BEGIN DATA RECORDS

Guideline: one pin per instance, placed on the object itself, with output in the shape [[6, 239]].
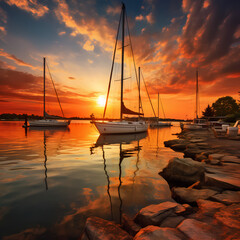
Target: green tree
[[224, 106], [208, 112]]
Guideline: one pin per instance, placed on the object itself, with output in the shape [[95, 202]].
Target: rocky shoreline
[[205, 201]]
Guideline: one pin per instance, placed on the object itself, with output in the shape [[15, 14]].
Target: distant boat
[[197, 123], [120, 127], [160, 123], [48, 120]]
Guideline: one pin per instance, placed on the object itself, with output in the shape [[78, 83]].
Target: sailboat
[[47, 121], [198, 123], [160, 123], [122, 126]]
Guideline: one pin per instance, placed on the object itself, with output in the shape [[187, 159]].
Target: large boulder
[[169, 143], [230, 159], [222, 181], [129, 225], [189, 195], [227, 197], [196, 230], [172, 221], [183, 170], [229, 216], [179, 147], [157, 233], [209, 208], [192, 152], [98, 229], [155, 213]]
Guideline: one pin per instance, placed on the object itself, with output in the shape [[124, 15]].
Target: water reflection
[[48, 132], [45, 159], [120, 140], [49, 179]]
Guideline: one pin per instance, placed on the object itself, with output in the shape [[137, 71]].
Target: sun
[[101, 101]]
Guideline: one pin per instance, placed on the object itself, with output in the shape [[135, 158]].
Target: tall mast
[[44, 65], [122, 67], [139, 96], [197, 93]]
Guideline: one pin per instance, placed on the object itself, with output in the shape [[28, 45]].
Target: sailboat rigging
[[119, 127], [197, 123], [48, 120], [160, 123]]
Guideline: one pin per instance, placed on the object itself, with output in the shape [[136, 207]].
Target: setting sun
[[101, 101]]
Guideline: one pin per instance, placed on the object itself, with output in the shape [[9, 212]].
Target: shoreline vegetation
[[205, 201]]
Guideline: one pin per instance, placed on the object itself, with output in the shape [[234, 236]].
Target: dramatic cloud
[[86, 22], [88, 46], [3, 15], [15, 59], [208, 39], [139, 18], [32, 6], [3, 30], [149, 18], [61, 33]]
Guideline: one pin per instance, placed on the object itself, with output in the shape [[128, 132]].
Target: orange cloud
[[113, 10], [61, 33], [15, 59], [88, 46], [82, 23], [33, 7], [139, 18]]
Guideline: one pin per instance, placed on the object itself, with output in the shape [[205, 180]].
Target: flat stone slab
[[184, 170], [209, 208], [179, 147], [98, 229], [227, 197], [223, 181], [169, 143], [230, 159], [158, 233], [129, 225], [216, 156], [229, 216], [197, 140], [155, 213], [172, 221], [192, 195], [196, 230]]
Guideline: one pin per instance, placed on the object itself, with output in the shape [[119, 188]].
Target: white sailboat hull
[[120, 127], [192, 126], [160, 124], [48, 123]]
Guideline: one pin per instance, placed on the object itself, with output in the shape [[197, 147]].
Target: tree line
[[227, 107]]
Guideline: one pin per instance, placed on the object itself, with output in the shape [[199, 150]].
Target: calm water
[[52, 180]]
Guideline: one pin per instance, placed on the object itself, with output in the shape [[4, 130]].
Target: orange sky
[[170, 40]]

END DATA RECORDS
BEGIN DATA RECORDS

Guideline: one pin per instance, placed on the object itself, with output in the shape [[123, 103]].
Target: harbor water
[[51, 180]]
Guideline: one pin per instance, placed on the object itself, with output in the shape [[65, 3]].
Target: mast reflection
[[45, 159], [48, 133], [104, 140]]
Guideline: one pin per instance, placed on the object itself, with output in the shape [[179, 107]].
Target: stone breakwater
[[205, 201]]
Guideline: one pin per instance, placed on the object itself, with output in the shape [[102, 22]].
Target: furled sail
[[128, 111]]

END DATA RECORDS

- WHAT YOU SHOULD DO
Reproduce the records word for word, from the line containing "shape [[6, 239]]." through the line containing "[[48, 132], [45, 159], [120, 140], [49, 179]]", with both of those lines included. Omit the pictures from your answer.

- FINISHED TASK
Guideline: one pin per instance, placed on the object itself, with output in the shape [[6, 239]].
Target: green tree
[[224, 106], [208, 112]]
Guideline: one pin per instance, placed on the object itself, with output in the shape [[95, 202]].
Target: rocky shoreline
[[205, 201]]
Guideline: one pin per instance, placed on the object itself, with output in the shape [[15, 14]].
Target: distant boat
[[197, 123], [120, 127], [160, 123], [48, 120]]
Guideline: one pin per instance, placed on the object itself, with output in the shape [[78, 83]].
Target: sailboat
[[47, 121], [198, 123], [160, 123], [122, 126]]
Guideline: one pin per instance, placed on the object itself, with output in the shape [[187, 159]].
Target: large boulder
[[169, 143], [230, 159], [222, 181], [129, 225], [189, 195], [227, 197], [196, 230], [172, 221], [183, 170], [229, 216], [179, 147], [157, 233], [209, 208], [192, 152], [98, 229], [155, 213]]
Guideline: one pin per instance, placed on the object itself, with output in the shape [[124, 15]].
Target: water reflection
[[48, 132], [45, 159], [120, 140], [49, 179]]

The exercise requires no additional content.